#### Exercise prompt
Leave out the pictures and copy each record below exactly.

start Entries provided

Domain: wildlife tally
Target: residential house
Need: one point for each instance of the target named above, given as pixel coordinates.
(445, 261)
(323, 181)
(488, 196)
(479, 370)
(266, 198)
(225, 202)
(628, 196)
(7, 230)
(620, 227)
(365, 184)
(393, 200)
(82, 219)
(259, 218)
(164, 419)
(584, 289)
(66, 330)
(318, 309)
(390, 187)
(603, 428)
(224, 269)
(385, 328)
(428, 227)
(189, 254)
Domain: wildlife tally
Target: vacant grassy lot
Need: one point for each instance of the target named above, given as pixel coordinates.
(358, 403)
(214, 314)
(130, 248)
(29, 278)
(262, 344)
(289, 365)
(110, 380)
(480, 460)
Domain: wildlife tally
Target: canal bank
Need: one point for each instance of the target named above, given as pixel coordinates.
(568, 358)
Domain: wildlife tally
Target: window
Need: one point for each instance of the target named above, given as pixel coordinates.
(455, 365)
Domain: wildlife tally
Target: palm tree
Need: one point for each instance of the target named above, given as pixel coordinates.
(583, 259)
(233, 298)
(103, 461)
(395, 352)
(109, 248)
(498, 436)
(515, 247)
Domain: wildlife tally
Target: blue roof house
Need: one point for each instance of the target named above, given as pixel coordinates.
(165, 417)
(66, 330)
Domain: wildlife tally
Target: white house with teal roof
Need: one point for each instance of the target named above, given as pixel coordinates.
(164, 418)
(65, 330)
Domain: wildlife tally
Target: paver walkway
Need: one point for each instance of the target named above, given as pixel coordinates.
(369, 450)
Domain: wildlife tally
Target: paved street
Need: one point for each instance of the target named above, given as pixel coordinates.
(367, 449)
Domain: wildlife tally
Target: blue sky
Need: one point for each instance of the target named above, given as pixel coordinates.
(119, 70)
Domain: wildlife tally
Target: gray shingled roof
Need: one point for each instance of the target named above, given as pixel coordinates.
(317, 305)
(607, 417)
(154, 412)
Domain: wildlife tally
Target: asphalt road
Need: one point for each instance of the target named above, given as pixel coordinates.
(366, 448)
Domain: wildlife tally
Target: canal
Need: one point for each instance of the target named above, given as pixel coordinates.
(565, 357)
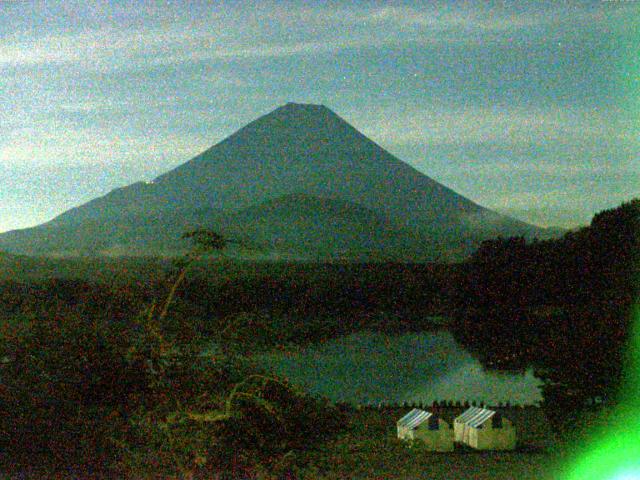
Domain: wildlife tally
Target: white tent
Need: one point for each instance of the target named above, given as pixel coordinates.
(434, 433)
(484, 429)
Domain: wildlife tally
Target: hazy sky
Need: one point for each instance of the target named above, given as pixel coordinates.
(530, 108)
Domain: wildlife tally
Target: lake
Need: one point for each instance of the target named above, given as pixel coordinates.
(416, 367)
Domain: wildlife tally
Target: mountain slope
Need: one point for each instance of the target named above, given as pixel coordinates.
(298, 153)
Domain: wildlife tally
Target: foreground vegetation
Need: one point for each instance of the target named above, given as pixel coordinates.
(110, 381)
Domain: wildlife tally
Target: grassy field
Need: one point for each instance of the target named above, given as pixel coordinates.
(370, 450)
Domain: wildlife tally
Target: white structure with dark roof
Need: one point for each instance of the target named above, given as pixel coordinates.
(484, 429)
(434, 433)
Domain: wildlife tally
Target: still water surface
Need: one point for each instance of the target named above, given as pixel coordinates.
(417, 367)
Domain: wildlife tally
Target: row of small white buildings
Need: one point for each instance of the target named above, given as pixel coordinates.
(479, 428)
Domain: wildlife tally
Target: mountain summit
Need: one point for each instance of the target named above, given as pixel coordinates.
(323, 175)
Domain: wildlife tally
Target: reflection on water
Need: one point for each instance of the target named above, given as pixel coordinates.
(418, 367)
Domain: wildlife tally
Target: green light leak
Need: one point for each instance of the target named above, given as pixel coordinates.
(613, 453)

end Entries provided

#### Solution for this task
Domain: wildlife tally
Target: residential house
Need: one point for each instance of the target named above, given as pixel coordinates.
(445, 261)
(323, 181)
(488, 196)
(479, 370)
(266, 198)
(225, 202)
(628, 196)
(7, 230)
(620, 227)
(365, 184)
(393, 200)
(82, 219)
(259, 218)
(164, 419)
(584, 289)
(66, 330)
(318, 309)
(390, 187)
(603, 428)
(224, 269)
(385, 328)
(428, 227)
(189, 254)
Domain: wildlife tally
Target: vacant grassy lot
Need: one point for each instance of the target named above, given as pixel coordinates.
(358, 403)
(214, 314)
(130, 248)
(29, 278)
(262, 344)
(289, 365)
(110, 380)
(480, 460)
Domain: wildlife tally
Target: canal bank
Need: one point for each instance of the target named above, given as pixel coordinates.
(568, 358)
Domain: wildlife tally
Target: window
Need: one point for each instance of the target named above, given as pixel coordinates.
(455, 365)
Domain: wildlife tally
Target: palm tree
Need: one point for each instance of the target named above, given as pixel coordinates.
(583, 259)
(233, 298)
(103, 461)
(395, 352)
(109, 248)
(498, 436)
(515, 247)
Domain: wildlife tally
Target: blue roof house
Need: one point for each instance of the target named above, given as pixel coordinates.
(165, 417)
(66, 330)
Domain: wildlife tally
Target: white house with teal roof
Need: one point for each instance of the target named above, given as pixel coordinates.
(164, 418)
(65, 330)
Domain: wildlife tally
Target: paver walkway
Need: one point for each instance of the target named above, given as pixel coordinates.
(369, 450)
Domain: wildlife tally
Target: paved street
Need: one point for each instance of the target named above, given as pixel coordinates.
(367, 449)
Domain: wildlife tally
Target: blue sky
Need: one point for each instance of the target named above, given as pixel coordinates.
(119, 70)
Domain: wildlife tally
Target: gray shingled roof
Need: one point for each instance of the target named above, given as pixel coordinates.
(317, 305)
(607, 417)
(154, 412)
Domain: wildlife tally
Target: asphalt road
Need: one point for each instance of the target named above, given as pixel coordinates.
(366, 448)
Domain: wildlife tally
Target: canal
Need: one point for each instance of the target named above, given as pixel coordinates.
(565, 357)
Domain: wildlife tally
Target: white tent
Need: one point for each instance of the target named above, given as pixel coordinates.
(434, 433)
(484, 429)
Domain: wildlife tally
Target: hazy sky
Need: one point for each instance of the target named above, given as pixel coordinates.
(530, 108)
Domain: wildlife tally
Target: lake
Need: one point for each instance of the target named above, given as pixel coordinates.
(416, 367)
Domain: wildlife tally
Target: mountain slope
Need: one point for each instance of the target named above, given as pixel coordinates.
(298, 153)
Domain: wildlife tally
Target: foreground vegetation
Need: one point for each instance of the target named above, given as pixel coordinates.
(110, 381)
Domain: wildlife tally
Target: grassy field
Need: one point for each instance of the target named above, given as pixel coordinates.
(370, 450)
Domain: wildlife tally
Target: white structure with dark roof
Need: one point for each instance of the target named above, given as pixel coordinates.
(484, 429)
(434, 433)
Domain: wildlife tally
Target: still water surface
Need: one point for each instance of the target named above, given as pixel coordinates.
(417, 367)
Domain: wildlife tally
Target: row of small white buildings
Need: one point for each instance of the target named above, given as pixel coordinates.
(479, 428)
Domain: wildlife tally
Target: mountain summit
Need: one point for each instance of the target named above, given as pixel coordinates.
(323, 175)
Domain: wildlife tally
Target: reflection on water
Need: one point for each instance of the target named above, given as pixel coordinates.
(418, 367)
Domain: wildlife tally
Target: green light leak
Need: one point for each instance of the target named above, given as pixel coordinates.
(613, 453)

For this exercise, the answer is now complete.